### [Your tasks]
- 1) In the forum thread about dying, start at the words "If it’s any" and stop after "Marie (Aug 31, 2020)". Copy that passage word for word.
- 2) In the song lyrics posted in the forum thread about dying, why does the speaker not worry about the future? Answer in one to three sentences.

If it’s any consolation, I’ve died many times and once dead, ( on the other side ) it’s actually wonderful . I won’t get into it but  I’m not afraid that this life is all there is. Besides which, you understand quantum physics which means you understand that we are pure energy that can’t be destroyed; only changed or transformed.


----------



## Ellen Marie (Aug 31, 2020)

Well, you know what they say.... as you get older there is less peer pressure      

I don't know about tomorrow,
I just live from day to day
And I don't borrow from its sunshine
For its skies may turn to gray

And I don't worry about my future
For I know what Jesus said
And today He walks beside me
For He knows what lies ahead

Many things about tomorrow
I don't seem to under, understand
But I, I know, I know, I know who holds tomorrow
And I know who holds, who holds my hand


----------



## hollydolly (Aug 31, 2020)

Phoenix said:


> Do you ever think about what you will be thinking when you make the transition?  I've been with two people as they were dying.  It was very interesting.  It was the most intimate experience I've ever shared with anyone.


I'd like to think I'll be asleep when my time comes, and not be aware of what's happening!!


----------



## Phoenix (Aug 31, 2020)

Ellen Marie said:


> Well, you know what they say.... as you get older there is less peer pressure
> 
> I don't know about tomorrow,
> I just live from day to day
> ...

### [Study material]

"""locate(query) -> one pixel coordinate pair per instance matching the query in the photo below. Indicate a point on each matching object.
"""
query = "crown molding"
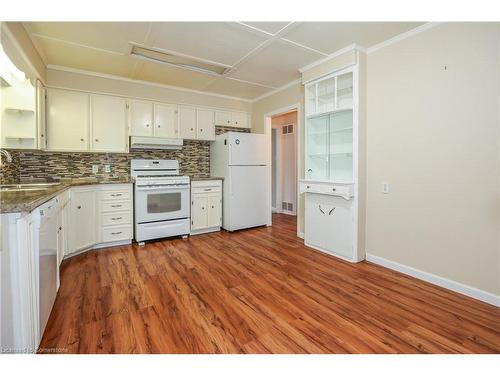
(148, 83)
(281, 88)
(403, 36)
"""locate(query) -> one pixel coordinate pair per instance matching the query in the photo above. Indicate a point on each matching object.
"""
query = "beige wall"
(108, 85)
(283, 99)
(20, 49)
(433, 134)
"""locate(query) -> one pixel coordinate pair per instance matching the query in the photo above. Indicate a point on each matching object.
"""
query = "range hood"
(156, 143)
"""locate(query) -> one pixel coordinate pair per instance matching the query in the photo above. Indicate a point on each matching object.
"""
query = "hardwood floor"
(255, 291)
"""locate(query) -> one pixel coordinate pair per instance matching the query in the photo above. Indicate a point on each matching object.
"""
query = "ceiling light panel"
(221, 42)
(178, 61)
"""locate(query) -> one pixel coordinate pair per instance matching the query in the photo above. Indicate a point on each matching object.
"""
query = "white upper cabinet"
(68, 115)
(223, 118)
(234, 119)
(205, 127)
(187, 122)
(109, 123)
(165, 123)
(141, 118)
(240, 119)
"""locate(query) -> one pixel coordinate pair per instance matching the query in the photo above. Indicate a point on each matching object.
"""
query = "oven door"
(157, 203)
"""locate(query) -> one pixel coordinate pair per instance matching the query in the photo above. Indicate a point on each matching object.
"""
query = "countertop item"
(15, 200)
(206, 178)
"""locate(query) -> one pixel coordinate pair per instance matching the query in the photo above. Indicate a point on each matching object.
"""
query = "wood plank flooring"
(255, 291)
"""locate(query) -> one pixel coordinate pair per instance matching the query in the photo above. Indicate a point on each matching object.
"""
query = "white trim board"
(455, 286)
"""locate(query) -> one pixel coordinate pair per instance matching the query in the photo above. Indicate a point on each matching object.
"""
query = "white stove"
(161, 201)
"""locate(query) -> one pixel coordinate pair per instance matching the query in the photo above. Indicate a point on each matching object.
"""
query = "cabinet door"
(240, 120)
(109, 123)
(41, 92)
(187, 122)
(141, 118)
(223, 118)
(214, 211)
(199, 212)
(205, 124)
(82, 226)
(67, 120)
(165, 124)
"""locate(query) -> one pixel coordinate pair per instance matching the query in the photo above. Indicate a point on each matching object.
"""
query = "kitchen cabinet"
(223, 118)
(165, 121)
(187, 122)
(234, 119)
(141, 118)
(41, 93)
(334, 145)
(68, 116)
(205, 127)
(109, 123)
(206, 206)
(82, 220)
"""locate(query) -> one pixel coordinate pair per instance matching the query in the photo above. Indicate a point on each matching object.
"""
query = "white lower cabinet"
(100, 215)
(329, 224)
(206, 206)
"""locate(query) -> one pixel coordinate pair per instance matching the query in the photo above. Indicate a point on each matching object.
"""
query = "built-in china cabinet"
(331, 178)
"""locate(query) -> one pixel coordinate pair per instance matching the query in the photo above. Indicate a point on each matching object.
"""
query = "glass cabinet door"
(317, 147)
(344, 91)
(341, 146)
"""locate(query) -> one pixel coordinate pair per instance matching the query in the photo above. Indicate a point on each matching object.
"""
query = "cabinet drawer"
(117, 233)
(112, 206)
(206, 189)
(110, 195)
(116, 218)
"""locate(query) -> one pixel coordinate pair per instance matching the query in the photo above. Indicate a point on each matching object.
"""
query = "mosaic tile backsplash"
(194, 161)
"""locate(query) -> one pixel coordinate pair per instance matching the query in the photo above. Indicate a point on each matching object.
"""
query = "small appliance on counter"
(161, 200)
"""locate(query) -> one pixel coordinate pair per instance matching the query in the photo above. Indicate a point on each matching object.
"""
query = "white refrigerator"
(241, 159)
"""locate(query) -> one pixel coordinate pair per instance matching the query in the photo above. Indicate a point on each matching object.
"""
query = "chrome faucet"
(7, 155)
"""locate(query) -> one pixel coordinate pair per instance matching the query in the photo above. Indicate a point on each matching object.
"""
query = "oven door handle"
(162, 187)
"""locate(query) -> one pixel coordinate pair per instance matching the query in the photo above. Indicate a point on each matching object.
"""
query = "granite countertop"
(206, 178)
(13, 201)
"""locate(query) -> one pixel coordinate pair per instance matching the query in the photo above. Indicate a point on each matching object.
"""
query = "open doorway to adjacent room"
(284, 163)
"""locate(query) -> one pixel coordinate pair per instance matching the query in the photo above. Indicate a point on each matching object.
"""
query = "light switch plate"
(385, 187)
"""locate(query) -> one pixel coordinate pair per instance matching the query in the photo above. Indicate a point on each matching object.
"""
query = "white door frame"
(298, 162)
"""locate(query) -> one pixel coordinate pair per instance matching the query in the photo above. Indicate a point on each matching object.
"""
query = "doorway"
(284, 163)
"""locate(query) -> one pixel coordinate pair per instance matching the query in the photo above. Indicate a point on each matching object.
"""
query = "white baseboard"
(455, 286)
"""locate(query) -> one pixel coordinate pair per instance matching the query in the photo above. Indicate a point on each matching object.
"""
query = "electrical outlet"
(385, 187)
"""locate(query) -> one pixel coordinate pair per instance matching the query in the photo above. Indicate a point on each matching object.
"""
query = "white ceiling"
(262, 56)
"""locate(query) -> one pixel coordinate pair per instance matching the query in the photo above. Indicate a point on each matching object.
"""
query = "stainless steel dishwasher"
(47, 261)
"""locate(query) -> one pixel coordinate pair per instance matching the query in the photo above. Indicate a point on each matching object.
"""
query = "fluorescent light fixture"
(8, 71)
(180, 61)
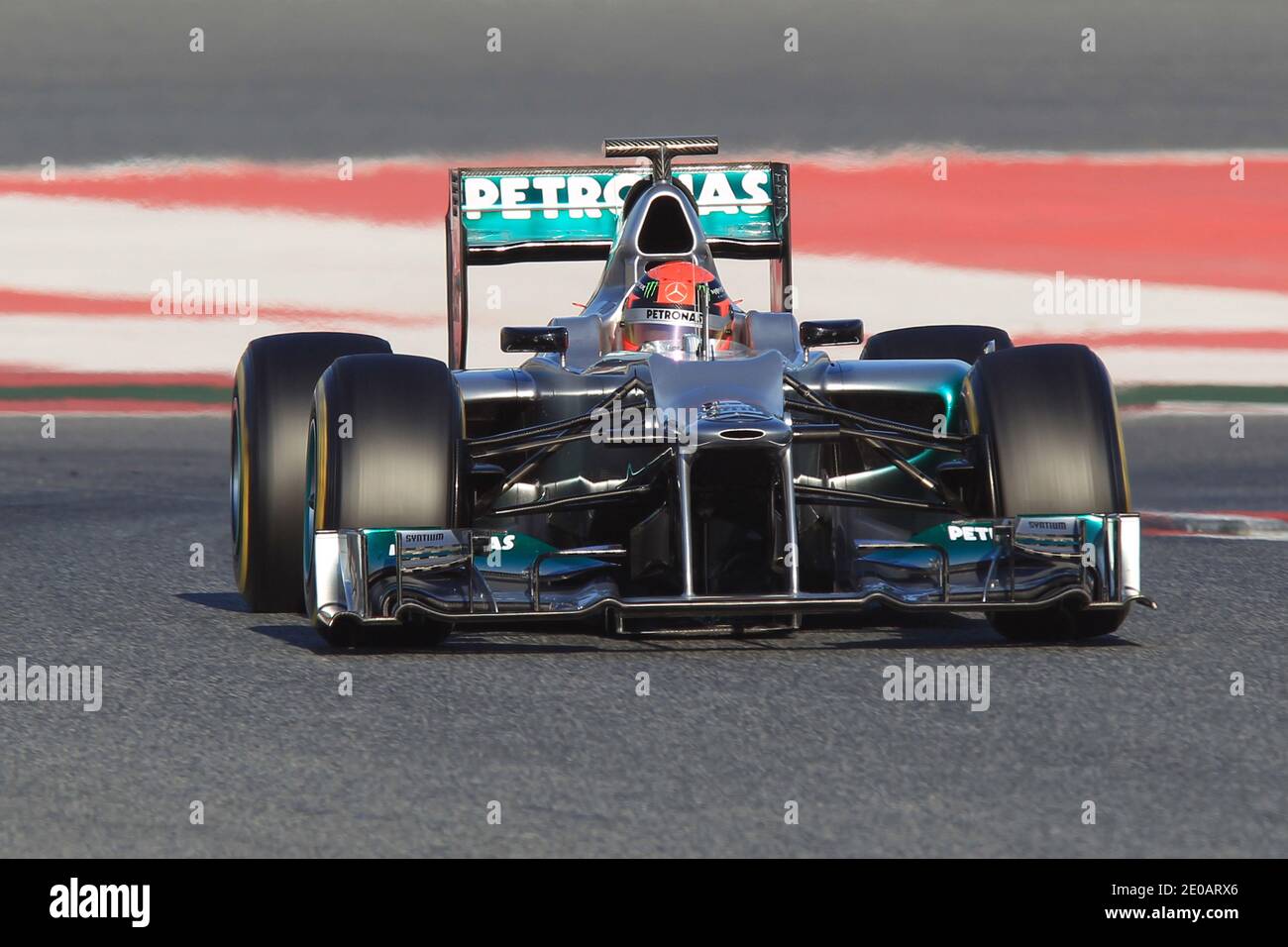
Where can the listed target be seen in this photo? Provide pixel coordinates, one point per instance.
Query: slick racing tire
(1048, 418)
(270, 403)
(385, 445)
(964, 343)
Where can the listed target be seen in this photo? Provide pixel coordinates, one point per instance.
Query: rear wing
(526, 214)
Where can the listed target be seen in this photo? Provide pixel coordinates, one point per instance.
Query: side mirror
(535, 339)
(831, 333)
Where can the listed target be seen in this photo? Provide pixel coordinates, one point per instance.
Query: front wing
(465, 577)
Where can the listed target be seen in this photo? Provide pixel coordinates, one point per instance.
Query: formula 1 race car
(665, 460)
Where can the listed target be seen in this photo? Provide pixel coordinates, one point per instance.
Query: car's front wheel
(271, 397)
(1050, 421)
(385, 451)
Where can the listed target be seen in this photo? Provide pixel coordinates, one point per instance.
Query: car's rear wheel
(964, 343)
(270, 403)
(385, 451)
(1050, 421)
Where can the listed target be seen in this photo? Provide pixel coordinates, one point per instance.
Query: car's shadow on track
(220, 600)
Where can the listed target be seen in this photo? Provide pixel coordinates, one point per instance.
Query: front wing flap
(381, 577)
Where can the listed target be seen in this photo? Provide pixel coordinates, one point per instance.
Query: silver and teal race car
(665, 460)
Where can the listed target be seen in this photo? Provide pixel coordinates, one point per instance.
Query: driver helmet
(664, 311)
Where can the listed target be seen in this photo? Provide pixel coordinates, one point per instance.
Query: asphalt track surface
(91, 81)
(204, 701)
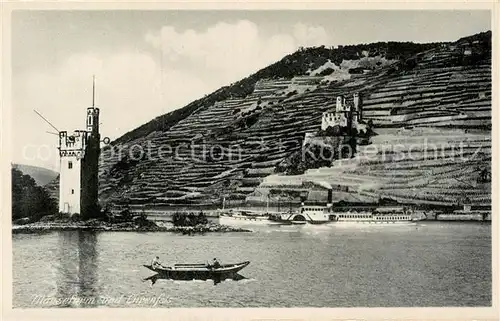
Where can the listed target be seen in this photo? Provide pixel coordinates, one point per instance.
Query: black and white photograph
(251, 158)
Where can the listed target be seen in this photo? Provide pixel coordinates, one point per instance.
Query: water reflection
(77, 277)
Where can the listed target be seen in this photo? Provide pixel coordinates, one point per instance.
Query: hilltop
(231, 143)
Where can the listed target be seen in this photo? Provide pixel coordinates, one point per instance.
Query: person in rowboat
(156, 263)
(215, 264)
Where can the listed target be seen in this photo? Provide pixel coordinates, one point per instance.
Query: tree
(28, 199)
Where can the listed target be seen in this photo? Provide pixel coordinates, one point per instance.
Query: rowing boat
(199, 271)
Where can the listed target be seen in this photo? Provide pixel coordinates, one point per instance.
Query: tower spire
(93, 90)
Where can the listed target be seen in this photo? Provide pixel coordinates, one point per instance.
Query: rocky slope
(227, 143)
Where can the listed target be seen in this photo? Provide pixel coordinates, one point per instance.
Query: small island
(123, 223)
(34, 211)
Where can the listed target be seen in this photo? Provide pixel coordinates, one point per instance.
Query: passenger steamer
(314, 214)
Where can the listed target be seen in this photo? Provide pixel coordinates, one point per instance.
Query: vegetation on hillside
(296, 64)
(30, 202)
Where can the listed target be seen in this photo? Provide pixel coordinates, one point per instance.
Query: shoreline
(39, 227)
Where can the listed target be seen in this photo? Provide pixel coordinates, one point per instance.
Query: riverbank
(94, 225)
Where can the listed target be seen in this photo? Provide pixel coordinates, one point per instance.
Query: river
(428, 264)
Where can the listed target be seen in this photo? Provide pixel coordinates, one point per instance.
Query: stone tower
(78, 179)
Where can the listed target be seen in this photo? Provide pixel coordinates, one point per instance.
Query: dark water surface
(430, 264)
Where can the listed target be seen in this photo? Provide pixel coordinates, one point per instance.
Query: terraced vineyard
(230, 147)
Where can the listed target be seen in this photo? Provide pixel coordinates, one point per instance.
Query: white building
(343, 111)
(79, 160)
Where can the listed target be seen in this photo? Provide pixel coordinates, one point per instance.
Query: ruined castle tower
(79, 159)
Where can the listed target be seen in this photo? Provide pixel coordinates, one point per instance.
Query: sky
(148, 63)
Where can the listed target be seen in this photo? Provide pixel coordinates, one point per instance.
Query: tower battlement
(72, 144)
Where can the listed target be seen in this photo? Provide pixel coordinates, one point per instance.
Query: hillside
(230, 142)
(42, 176)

### [Exercise solutions]
- 1)
If it’s any consolation, I’ve died many times and once dead, ( on the other side ) it’s actually wonderful . I won’t get into it but  I’m not afraid that this life is all there is. Besides which, you understand quantum physics which means you understand that we are pure energy that can’t be destroyed; only changed or transformed.


----------



## Ellen Marie (Aug 31, 2020)

- 2) The speaker knows what Jesus said. The lyrics also say He walks beside the speaker today and knows what lies ahead.